(Supplied data begins)

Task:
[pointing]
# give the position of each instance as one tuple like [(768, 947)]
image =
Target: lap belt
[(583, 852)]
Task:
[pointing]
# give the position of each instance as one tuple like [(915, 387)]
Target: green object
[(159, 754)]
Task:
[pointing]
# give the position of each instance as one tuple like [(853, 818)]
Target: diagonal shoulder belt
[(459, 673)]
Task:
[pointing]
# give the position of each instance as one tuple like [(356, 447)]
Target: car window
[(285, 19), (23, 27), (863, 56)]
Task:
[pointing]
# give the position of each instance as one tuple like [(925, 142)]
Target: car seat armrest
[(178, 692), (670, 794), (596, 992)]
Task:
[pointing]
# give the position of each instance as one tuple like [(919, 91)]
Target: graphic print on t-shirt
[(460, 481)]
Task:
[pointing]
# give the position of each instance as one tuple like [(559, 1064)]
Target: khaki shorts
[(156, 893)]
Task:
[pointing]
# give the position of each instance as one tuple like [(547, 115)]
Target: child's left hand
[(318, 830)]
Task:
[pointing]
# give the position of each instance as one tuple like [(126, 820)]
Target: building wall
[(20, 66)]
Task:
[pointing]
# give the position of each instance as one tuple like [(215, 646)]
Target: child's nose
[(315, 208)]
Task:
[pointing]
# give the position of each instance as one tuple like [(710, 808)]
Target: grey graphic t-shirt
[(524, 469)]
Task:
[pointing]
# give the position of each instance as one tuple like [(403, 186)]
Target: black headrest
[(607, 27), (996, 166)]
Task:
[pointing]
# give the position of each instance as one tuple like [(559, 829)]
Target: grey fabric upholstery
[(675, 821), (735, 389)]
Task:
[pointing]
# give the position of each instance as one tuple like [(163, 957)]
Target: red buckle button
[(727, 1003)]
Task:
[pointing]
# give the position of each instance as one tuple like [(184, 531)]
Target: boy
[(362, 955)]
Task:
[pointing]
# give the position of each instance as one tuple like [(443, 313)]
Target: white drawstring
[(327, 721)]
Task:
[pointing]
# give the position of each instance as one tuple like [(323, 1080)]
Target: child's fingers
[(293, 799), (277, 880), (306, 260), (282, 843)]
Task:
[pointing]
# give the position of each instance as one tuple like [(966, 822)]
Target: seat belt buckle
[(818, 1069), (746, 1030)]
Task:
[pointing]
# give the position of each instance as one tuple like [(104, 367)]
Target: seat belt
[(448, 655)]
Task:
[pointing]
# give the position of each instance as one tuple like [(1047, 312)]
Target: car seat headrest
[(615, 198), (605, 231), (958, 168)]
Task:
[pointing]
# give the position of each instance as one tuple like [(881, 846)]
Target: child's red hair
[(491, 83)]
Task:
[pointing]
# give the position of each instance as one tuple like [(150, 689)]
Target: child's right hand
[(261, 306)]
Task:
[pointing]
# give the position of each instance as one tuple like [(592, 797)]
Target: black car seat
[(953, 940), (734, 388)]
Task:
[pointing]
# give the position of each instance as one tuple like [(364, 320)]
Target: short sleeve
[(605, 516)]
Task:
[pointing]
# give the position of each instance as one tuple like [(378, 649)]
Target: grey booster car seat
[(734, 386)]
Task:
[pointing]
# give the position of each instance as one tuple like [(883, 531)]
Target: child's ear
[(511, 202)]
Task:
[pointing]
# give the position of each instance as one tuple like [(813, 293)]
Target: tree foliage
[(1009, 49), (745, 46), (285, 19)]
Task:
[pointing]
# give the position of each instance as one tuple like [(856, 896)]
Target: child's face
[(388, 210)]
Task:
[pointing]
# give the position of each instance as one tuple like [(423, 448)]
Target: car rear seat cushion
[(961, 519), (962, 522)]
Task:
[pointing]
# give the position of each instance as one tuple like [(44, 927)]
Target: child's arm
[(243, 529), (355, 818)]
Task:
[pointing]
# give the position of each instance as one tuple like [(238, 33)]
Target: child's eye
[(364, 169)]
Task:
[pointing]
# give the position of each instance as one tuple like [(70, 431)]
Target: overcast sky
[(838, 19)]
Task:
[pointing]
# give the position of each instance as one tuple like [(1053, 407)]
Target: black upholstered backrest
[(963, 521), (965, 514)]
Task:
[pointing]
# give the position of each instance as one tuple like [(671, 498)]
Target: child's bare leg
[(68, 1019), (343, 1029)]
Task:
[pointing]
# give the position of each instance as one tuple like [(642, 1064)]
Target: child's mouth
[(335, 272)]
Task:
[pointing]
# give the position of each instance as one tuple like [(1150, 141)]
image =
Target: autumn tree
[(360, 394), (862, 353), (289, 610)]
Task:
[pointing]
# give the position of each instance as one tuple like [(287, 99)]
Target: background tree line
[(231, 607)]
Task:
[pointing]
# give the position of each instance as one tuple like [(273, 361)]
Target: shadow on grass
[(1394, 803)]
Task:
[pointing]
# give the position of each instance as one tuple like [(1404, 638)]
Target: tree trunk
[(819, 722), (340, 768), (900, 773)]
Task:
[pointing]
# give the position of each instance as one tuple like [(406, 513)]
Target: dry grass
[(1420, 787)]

(Supplied data ends)

◆ Exercise prompt:
Each line from the one containing "Target: overcast sky" to the end of the listing above should be copied exactly, and nothing else.

◆ Answer box:
Target: overcast sky
[(838, 19)]
Task:
[pointing]
# give the position of each instance as one tuple like [(1053, 407)]
Target: black upholstered backrest
[(963, 521), (965, 514)]
Task:
[pointing]
# give the position of each instance as one tuple like [(671, 498)]
Target: child's bare leg
[(68, 1019), (343, 1029)]
Task:
[pointing]
# give the position of each instance as one tuple like [(642, 1064)]
Target: child's mouth
[(335, 272)]
Task:
[pointing]
# give the position of each instance as one tuple like [(1150, 141)]
image =
Target: autumn tree
[(360, 394), (862, 353), (289, 610)]
Task:
[pointing]
# give the position of each instance as one tuple like [(287, 99)]
Target: background tree line
[(231, 607)]
Task:
[pointing]
# give the position of each instance as one tuple like [(273, 361)]
Target: shadow on grass
[(1394, 803)]
Task:
[pointing]
# give the position of each instance as one tuple like [(1404, 638)]
Target: tree trunk
[(819, 722), (340, 768), (900, 773)]
Task:
[pointing]
# give the position of each instance as one tuple like [(406, 513)]
Target: dry grass
[(1420, 787)]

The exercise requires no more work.